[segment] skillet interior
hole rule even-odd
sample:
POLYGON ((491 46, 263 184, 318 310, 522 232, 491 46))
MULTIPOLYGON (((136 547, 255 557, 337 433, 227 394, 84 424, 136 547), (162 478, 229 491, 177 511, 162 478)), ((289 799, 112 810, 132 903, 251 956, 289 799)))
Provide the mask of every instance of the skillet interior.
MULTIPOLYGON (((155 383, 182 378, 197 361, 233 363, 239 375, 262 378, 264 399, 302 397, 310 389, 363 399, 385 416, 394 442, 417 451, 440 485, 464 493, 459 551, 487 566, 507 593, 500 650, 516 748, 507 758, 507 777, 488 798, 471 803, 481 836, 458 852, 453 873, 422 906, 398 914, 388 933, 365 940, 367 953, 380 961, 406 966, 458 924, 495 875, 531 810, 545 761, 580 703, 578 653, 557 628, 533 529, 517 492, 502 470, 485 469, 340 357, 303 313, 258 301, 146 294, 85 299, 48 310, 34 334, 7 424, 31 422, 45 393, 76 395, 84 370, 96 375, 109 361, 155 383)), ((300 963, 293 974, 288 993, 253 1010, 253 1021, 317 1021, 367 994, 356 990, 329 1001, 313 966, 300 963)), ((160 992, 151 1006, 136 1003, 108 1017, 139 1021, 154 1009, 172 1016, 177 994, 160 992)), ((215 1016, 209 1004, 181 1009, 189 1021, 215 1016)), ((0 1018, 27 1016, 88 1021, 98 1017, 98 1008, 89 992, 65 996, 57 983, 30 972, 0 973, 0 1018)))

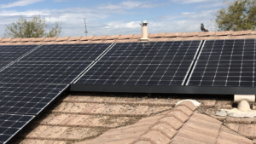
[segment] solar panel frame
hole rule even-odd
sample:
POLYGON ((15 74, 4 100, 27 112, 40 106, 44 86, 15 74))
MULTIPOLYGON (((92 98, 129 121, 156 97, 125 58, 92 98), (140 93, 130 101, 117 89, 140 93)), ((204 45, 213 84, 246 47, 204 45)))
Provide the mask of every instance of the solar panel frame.
POLYGON ((97 61, 74 84, 86 85, 183 85, 192 63, 191 60, 97 61), (184 64, 182 65, 182 63, 184 64), (177 65, 178 66, 175 67, 177 65), (166 66, 168 66, 166 67, 166 66), (160 72, 161 69, 166 71, 160 72), (185 72, 183 72, 183 71, 185 72), (167 84, 167 83, 169 84, 167 84))
POLYGON ((17 60, 24 55, 27 55, 38 49, 38 46, 39 45, 0 45, 0 60, 17 60))
POLYGON ((254 87, 255 66, 255 60, 197 60, 186 85, 254 87))
POLYGON ((207 40, 198 60, 255 60, 255 49, 254 39, 207 40))
POLYGON ((0 143, 9 142, 34 118, 35 116, 0 113, 0 121, 3 122, 0 123, 0 143))
POLYGON ((142 43, 119 43, 99 60, 195 60, 201 43, 202 41, 164 41, 150 42, 148 45, 142 43))
POLYGON ((0 82, 71 84, 92 62, 20 60, 0 72, 0 82))
POLYGON ((38 115, 69 84, 0 84, 0 113, 38 115))

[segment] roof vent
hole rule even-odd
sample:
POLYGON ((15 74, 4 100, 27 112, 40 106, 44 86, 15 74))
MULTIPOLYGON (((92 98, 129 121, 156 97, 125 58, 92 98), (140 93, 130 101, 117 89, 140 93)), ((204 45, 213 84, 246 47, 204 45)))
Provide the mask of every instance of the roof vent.
POLYGON ((147 20, 143 20, 141 23, 142 29, 143 29, 143 37, 141 38, 141 42, 148 42, 148 25, 149 23, 147 20))

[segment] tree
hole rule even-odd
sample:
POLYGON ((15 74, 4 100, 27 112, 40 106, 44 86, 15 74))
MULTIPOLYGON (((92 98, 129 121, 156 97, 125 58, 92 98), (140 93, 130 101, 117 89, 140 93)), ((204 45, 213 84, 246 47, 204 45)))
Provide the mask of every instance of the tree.
POLYGON ((61 32, 59 21, 51 24, 40 15, 32 15, 31 20, 21 15, 18 21, 5 26, 4 37, 58 37, 61 32))
POLYGON ((256 1, 234 0, 224 3, 229 6, 215 14, 218 31, 246 31, 256 29, 256 1))

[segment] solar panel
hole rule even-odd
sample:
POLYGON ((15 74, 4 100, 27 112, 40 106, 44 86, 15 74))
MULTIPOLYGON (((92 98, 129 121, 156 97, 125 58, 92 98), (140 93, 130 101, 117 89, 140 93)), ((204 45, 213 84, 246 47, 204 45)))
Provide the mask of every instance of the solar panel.
POLYGON ((100 60, 194 60, 201 42, 118 43, 100 60))
POLYGON ((75 84, 182 85, 192 60, 97 61, 75 84))
POLYGON ((20 60, 95 60, 110 44, 42 45, 20 60))
POLYGON ((7 143, 33 118, 34 116, 0 113, 0 143, 7 143))
POLYGON ((0 70, 10 63, 11 61, 0 61, 0 70))
POLYGON ((0 113, 38 114, 67 84, 0 84, 0 113))
POLYGON ((198 60, 187 85, 253 87, 255 63, 255 60, 198 60))
POLYGON ((38 45, 1 45, 0 60, 15 60, 38 45))
POLYGON ((255 60, 254 39, 207 40, 199 60, 255 60))
POLYGON ((91 61, 16 61, 0 72, 3 83, 70 84, 91 61))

THE TASK: Render every line of the entries above as a JSON list of strings, one string per line, skipping blank lines. Leave the pictures out of the answer.

FINAL RESULT:
[
  "[segment] skillet interior",
  "hole rule even-odd",
  "sample:",
  "POLYGON ((491 46, 263 184, 318 310, 522 232, 491 46))",
  "MULTIPOLYGON (((136 547, 255 557, 337 433, 227 394, 84 424, 136 547), (162 478, 229 491, 177 511, 162 478)), ((289 799, 112 810, 132 903, 251 956, 289 799)))",
  "Provide the mask of every instance of the skillet interior.",
  "MULTIPOLYGON (((155 383, 182 378, 197 361, 233 363, 239 375, 262 378, 264 399, 302 397, 310 389, 363 399, 385 416, 394 442, 417 451, 440 485, 464 493, 459 551, 487 566, 507 593, 500 650, 516 748, 507 758, 507 777, 488 798, 471 803, 481 836, 458 852, 453 873, 422 906, 398 914, 388 933, 365 940, 367 953, 380 961, 406 966, 458 924, 495 875, 531 810, 545 761, 580 703, 578 653, 557 628, 533 529, 517 492, 502 470, 485 469, 340 357, 303 313, 258 301, 146 294, 85 299, 48 310, 34 334, 7 424, 31 422, 45 393, 76 395, 84 370, 96 375, 109 361, 155 383)), ((300 963, 293 974, 288 993, 253 1010, 253 1021, 317 1021, 367 994, 356 990, 329 1001, 313 966, 300 963)), ((160 992, 151 1006, 136 1003, 108 1017, 139 1021, 154 1009, 172 1016, 177 994, 160 992)), ((215 1016, 209 1004, 181 1009, 189 1021, 215 1016)), ((0 1018, 27 1016, 88 1021, 98 1017, 98 1008, 89 992, 65 996, 57 983, 30 972, 0 973, 0 1018)))",
  "[segment] solar panel frame",
  "hole rule even-odd",
  "sample:",
  "POLYGON ((15 74, 4 100, 27 112, 40 106, 44 86, 15 74))",
  "MULTIPOLYGON (((92 98, 129 121, 156 97, 125 58, 92 98), (140 93, 130 101, 117 89, 140 93)), ((204 45, 213 84, 246 47, 204 45)))",
  "Provide the mask of every instance of the solar panel frame.",
  "POLYGON ((97 61, 74 84, 86 85, 183 85, 192 63, 191 60, 97 61), (184 64, 182 65, 182 63, 184 64), (177 65, 178 66, 175 67, 177 65), (166 66, 168 66, 166 67, 166 66), (160 72, 161 69, 166 71, 160 72), (185 72, 183 72, 183 71, 185 72), (167 84, 167 83, 169 84, 167 84))",
  "POLYGON ((17 60, 24 55, 27 55, 38 49, 38 46, 39 45, 0 45, 0 60, 17 60))",
  "POLYGON ((254 87, 255 66, 255 60, 197 60, 186 85, 254 87))",
  "POLYGON ((207 40, 198 60, 255 60, 255 49, 254 39, 207 40))",
  "POLYGON ((0 143, 9 142, 34 118, 35 116, 0 113, 0 121, 3 122, 0 123, 0 143))",
  "POLYGON ((142 43, 119 43, 99 60, 195 60, 201 43, 202 41, 164 41, 150 42, 148 45, 142 43))",
  "POLYGON ((0 82, 71 84, 92 62, 20 60, 0 72, 0 82))",
  "POLYGON ((38 115, 69 84, 0 84, 0 113, 38 115))",
  "[segment] roof vent",
  "hole rule even-odd",
  "sample:",
  "POLYGON ((15 74, 4 100, 27 112, 40 106, 44 86, 15 74))",
  "MULTIPOLYGON (((92 98, 129 121, 156 97, 125 58, 92 98), (140 93, 130 101, 117 89, 140 93)), ((204 45, 213 84, 246 47, 204 45)))",
  "Provide the mask of every instance of the roof vent.",
  "POLYGON ((147 20, 143 20, 141 23, 142 29, 143 29, 143 37, 141 38, 141 42, 148 42, 148 25, 149 23, 147 20))",
  "[segment] tree",
  "hole rule even-odd",
  "sample:",
  "POLYGON ((15 74, 4 100, 27 112, 40 106, 44 86, 15 74))",
  "MULTIPOLYGON (((92 98, 129 121, 156 97, 125 58, 92 98), (140 93, 130 101, 117 89, 140 93)), ((204 45, 213 84, 246 47, 204 45)))",
  "Provide the mask of every instance of the tree.",
  "POLYGON ((61 32, 59 21, 51 24, 40 15, 32 15, 31 20, 21 15, 18 21, 5 26, 4 37, 58 37, 61 32))",
  "POLYGON ((256 1, 234 0, 224 3, 229 6, 215 14, 218 31, 246 31, 256 29, 256 1))",
  "[segment] solar panel",
  "hole rule even-odd",
  "sample:",
  "POLYGON ((15 74, 4 100, 27 112, 40 106, 44 86, 15 74))",
  "MULTIPOLYGON (((92 98, 129 121, 156 97, 125 58, 92 98), (140 93, 130 101, 117 89, 140 93)), ((204 45, 213 84, 246 47, 204 45)))",
  "Provide the mask of every instance of the solar panel.",
  "POLYGON ((100 60, 194 60, 201 42, 118 43, 100 60))",
  "POLYGON ((75 84, 182 85, 192 60, 97 61, 75 84))",
  "POLYGON ((20 60, 95 60, 110 44, 42 45, 20 60))",
  "POLYGON ((7 143, 33 118, 34 116, 0 113, 0 143, 7 143))",
  "POLYGON ((0 70, 10 63, 11 61, 0 61, 0 70))",
  "POLYGON ((0 113, 38 114, 67 84, 0 84, 0 113))",
  "POLYGON ((198 60, 187 85, 253 87, 255 63, 255 60, 198 60))",
  "POLYGON ((38 45, 1 45, 0 60, 15 60, 38 45))",
  "POLYGON ((255 60, 254 39, 207 40, 199 60, 255 60))",
  "POLYGON ((91 61, 16 61, 0 72, 3 83, 70 84, 91 61))"
]